TO DO
1 - Reproduce word for word the stretch of the Betula forum thread from "## crofty (May" through "is a celeb!!!".
2 - Write the next part of the forum thread about the cat Betula, picking up after the last post shown.

# Betula



## crofty (May 2, 2008)

Betula just being Betula, took some recent piccies of her... we went to the vets for her booster last week, the vet was rubbing her hands together as i walked in saying she'd be excited all day saying she loved bengals and had never met an F5 bengal lol we had veterinary students and everything, Betula is a celeb!!!









She gives paw for treats 








chatting away to the birds








Its a tough life being a celeb








































If you want an interview you have to go through my agent


----------



## sullivan (Aug 29, 2008)

sHES VERY PRETTY GORG CAT .


----------



## ChinaBlue (Feb 3, 2008)

A real stunner!


----------



## FREE SPIRIT (Jul 8, 2009)

Stunning cat....lovely pics.


----------



## Abooksigun (Oct 16, 2008)

What a beautiful photogenic lady! Fantastic pics, thank you for sharing


----------



## Milly22 (Sep 15, 2008)

Beautiful!


----------



## Nicky09 (Feb 26, 2009)

She is a gorgeous cat. I can understand her being a celebrity who wouldn't want to meet her


----------



## Guest (Aug 3, 2009)

what a gorgeous cat you have!!! xx


----------



## tylow (Feb 11, 2009)

Great photo's  Especially like the fourth pic showing off her wee black feet


----------



## xkittenx (Jul 3, 2009)

She is very striking...beautiful


----------



## Crocky (Jul 31, 2009)

GIVEN RECORDS
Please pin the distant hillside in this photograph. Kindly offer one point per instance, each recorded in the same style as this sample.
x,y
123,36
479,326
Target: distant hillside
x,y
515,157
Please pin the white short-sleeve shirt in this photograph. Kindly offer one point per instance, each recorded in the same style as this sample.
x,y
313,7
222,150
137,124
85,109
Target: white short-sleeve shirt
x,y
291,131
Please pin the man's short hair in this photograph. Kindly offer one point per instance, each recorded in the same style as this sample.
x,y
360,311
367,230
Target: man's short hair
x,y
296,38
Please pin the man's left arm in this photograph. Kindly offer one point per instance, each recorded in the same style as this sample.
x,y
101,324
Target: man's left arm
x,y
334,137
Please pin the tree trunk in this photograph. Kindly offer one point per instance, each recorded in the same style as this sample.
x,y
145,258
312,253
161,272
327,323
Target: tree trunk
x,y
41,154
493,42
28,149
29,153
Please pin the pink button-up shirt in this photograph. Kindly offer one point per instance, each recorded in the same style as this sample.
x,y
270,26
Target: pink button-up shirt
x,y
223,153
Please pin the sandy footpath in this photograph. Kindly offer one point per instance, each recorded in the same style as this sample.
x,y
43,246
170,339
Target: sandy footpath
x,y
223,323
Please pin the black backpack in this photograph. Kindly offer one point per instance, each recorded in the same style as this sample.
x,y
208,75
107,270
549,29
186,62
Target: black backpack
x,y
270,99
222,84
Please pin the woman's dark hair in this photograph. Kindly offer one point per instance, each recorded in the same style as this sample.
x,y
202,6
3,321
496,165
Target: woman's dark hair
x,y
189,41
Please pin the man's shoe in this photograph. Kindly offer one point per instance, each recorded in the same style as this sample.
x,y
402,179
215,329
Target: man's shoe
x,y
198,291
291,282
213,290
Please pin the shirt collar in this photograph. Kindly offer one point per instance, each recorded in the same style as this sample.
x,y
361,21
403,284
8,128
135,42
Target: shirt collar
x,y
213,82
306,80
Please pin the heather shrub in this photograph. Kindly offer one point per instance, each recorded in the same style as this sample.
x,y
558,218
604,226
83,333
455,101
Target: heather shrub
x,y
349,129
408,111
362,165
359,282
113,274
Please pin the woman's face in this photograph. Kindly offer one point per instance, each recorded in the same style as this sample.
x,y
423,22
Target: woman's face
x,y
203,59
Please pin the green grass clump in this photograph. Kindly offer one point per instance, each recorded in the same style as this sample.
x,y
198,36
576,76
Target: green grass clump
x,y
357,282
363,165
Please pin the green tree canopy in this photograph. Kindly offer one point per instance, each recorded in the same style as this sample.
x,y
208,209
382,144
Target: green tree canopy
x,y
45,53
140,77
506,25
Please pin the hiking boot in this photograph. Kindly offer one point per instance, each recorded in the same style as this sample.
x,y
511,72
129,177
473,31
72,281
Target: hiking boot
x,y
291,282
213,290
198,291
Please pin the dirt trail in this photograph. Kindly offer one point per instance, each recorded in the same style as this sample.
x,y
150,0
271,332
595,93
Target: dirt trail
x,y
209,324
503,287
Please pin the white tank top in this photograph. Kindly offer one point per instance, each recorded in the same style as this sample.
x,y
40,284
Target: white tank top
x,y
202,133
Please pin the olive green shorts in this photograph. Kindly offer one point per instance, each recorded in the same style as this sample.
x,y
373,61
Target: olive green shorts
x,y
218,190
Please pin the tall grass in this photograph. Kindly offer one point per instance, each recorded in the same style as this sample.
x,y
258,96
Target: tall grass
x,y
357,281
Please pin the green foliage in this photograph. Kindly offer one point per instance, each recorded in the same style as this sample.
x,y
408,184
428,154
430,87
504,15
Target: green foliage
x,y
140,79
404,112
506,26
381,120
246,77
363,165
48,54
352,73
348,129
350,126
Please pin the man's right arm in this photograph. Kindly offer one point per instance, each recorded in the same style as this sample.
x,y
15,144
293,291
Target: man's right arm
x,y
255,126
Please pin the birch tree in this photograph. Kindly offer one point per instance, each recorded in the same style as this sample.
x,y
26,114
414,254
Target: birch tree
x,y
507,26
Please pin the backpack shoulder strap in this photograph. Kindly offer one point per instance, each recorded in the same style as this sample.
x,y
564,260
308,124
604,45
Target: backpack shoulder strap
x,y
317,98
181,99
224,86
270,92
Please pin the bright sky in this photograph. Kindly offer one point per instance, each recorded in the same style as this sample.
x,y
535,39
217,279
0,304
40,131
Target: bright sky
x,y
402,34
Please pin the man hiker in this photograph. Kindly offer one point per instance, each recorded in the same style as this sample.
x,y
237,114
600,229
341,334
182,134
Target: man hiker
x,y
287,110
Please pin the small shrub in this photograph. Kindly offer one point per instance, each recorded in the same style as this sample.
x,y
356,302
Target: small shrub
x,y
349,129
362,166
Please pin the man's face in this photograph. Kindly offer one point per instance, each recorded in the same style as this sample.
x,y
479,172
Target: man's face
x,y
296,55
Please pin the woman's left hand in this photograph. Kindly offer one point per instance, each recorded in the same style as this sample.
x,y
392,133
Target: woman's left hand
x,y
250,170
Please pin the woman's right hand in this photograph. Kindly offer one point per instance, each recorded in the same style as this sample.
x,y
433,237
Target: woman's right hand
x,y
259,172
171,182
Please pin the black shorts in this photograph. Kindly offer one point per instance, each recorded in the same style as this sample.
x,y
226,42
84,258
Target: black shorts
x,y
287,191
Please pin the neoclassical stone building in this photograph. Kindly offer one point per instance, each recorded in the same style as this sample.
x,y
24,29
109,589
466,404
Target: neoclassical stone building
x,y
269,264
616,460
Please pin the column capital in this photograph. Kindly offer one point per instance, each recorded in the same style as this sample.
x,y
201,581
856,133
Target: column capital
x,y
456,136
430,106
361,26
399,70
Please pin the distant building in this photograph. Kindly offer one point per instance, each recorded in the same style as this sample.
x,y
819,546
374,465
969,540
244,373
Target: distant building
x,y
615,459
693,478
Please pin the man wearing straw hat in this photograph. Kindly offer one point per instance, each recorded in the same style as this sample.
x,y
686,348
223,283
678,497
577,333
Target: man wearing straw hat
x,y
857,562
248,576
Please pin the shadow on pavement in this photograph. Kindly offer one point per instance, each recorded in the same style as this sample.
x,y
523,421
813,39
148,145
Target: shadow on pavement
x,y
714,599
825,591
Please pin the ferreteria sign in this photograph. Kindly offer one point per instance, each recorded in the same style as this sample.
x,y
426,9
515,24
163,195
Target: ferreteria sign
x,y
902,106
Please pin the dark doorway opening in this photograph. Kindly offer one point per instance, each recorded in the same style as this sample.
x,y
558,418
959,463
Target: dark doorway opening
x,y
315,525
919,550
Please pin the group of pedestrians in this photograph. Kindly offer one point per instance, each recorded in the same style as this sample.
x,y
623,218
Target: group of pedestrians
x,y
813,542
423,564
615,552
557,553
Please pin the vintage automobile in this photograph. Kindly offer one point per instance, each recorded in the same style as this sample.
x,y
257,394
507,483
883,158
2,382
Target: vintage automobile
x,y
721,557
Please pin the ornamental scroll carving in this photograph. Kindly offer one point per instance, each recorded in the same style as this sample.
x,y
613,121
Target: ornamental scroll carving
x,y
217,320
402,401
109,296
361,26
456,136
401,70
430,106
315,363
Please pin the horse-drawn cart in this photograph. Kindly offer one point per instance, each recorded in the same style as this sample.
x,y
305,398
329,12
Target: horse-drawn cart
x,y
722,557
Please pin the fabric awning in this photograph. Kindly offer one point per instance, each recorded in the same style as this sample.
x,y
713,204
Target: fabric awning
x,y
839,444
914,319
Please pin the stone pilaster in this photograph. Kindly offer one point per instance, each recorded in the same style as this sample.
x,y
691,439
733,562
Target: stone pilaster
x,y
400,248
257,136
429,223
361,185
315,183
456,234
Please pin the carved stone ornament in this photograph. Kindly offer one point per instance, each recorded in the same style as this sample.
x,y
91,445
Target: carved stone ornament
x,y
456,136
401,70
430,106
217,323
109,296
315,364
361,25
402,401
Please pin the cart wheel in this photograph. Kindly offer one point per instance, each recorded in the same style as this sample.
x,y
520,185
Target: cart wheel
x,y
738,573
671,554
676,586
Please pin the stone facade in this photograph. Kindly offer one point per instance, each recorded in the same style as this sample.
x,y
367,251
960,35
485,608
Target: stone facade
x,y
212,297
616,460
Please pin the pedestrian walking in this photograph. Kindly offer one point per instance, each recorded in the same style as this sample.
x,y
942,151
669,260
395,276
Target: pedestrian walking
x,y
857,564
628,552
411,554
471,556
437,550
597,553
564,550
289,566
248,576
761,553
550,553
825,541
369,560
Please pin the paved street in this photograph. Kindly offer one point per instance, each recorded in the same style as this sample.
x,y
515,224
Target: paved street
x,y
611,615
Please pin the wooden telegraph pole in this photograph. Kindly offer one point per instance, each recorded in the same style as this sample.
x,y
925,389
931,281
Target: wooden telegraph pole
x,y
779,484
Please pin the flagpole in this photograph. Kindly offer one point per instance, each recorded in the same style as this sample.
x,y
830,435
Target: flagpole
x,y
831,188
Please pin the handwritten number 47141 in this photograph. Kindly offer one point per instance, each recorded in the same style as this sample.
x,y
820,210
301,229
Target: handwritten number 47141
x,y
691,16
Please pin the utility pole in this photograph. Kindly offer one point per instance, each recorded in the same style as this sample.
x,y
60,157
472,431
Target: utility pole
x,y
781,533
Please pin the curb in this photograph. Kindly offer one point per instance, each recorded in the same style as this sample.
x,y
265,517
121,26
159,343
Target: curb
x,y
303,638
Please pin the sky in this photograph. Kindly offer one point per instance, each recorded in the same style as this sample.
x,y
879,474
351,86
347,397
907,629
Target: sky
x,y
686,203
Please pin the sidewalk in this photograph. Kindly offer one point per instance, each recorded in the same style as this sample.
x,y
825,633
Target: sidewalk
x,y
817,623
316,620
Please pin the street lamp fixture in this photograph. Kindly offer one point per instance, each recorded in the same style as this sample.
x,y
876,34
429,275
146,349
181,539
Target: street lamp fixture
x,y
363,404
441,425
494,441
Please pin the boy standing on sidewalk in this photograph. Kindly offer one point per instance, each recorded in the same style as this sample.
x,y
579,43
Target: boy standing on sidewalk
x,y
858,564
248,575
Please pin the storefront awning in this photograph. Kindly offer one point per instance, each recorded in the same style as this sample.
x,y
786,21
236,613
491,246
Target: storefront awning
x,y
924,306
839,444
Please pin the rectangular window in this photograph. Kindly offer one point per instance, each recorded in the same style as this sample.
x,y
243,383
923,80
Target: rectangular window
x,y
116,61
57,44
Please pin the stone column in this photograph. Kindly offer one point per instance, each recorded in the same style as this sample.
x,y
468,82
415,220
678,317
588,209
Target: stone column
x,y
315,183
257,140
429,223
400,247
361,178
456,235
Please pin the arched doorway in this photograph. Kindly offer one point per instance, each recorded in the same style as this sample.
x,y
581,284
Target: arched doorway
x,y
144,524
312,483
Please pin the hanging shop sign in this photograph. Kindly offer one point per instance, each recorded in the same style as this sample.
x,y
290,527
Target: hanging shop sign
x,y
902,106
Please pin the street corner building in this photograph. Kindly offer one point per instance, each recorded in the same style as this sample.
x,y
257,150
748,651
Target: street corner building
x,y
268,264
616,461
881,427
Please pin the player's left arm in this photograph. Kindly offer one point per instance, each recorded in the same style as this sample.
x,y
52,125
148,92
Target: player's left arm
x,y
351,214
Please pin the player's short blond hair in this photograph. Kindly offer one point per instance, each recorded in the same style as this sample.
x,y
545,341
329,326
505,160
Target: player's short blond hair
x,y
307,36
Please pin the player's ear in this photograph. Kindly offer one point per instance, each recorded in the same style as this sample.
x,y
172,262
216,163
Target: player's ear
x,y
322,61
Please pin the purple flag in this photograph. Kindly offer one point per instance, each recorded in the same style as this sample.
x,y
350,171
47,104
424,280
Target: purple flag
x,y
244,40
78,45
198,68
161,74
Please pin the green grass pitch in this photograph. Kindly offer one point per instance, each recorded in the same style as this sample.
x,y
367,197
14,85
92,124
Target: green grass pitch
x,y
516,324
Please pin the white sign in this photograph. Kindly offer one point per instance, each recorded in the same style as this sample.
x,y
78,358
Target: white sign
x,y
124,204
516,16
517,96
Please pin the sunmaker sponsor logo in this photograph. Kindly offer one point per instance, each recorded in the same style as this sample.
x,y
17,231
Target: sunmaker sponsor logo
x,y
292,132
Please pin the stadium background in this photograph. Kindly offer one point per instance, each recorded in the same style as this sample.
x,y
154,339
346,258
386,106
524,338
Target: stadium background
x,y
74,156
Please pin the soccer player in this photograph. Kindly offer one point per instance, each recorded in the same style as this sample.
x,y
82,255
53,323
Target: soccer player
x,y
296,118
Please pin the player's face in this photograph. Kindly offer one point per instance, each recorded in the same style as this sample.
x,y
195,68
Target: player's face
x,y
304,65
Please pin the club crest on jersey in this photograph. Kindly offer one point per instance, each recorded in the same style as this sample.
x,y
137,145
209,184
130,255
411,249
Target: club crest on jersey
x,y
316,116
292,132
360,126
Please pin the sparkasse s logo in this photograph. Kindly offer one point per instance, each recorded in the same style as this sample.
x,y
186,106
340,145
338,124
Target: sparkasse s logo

THE ANSWERS
1 -
## crofty (May 2, 2008)

Betula just being Betula, took some recent piccies of her... we went to the vets for her booster last week, the vet was rubbing her hands together as i walked in saying she'd be excited all day saying she loved bengals and had never met an F5 bengal lol we had veterinary students and everything, Betula is a celeb!!!

2 -
What a beauty... She' s so gorgeous!!!


----------



## crofty (May 2, 2008)

Thankyou everyone x


----------



## littlekitty (May 5, 2009)

Gorgeous girl and stunning markings.


----------



## Yourgifts Ourgifts (Apr 12, 2009)

Stunning Eyes..


----------



## Dozymoo (Feb 26, 2009)

She really is a very beautiful cat! Stunning!  xx


----------



## Taylorbaby (Jan 10, 2009)

she is lovely!  

My girl is a F5 and she is ALOT more nutty/demanding that my other SBT bengals!!!


----------



## crofty (May 2, 2008)

Taylorbaby said:


> she is lovely!
> 
> My girl is a F5 and she is ALOT more nutty/demanding that my other SBT bengals!!!


Yeh I think Crystal my Tiffanie has decided to copy her too!


----------



## amylou8 (Mar 3, 2009)

Wow, she is stunning!


----------



## Flissy (Jul 27, 2009)

Can I have her please?


----------



## KittyKat1 (May 28, 2009)

She's gorgeous! Stunning eyes!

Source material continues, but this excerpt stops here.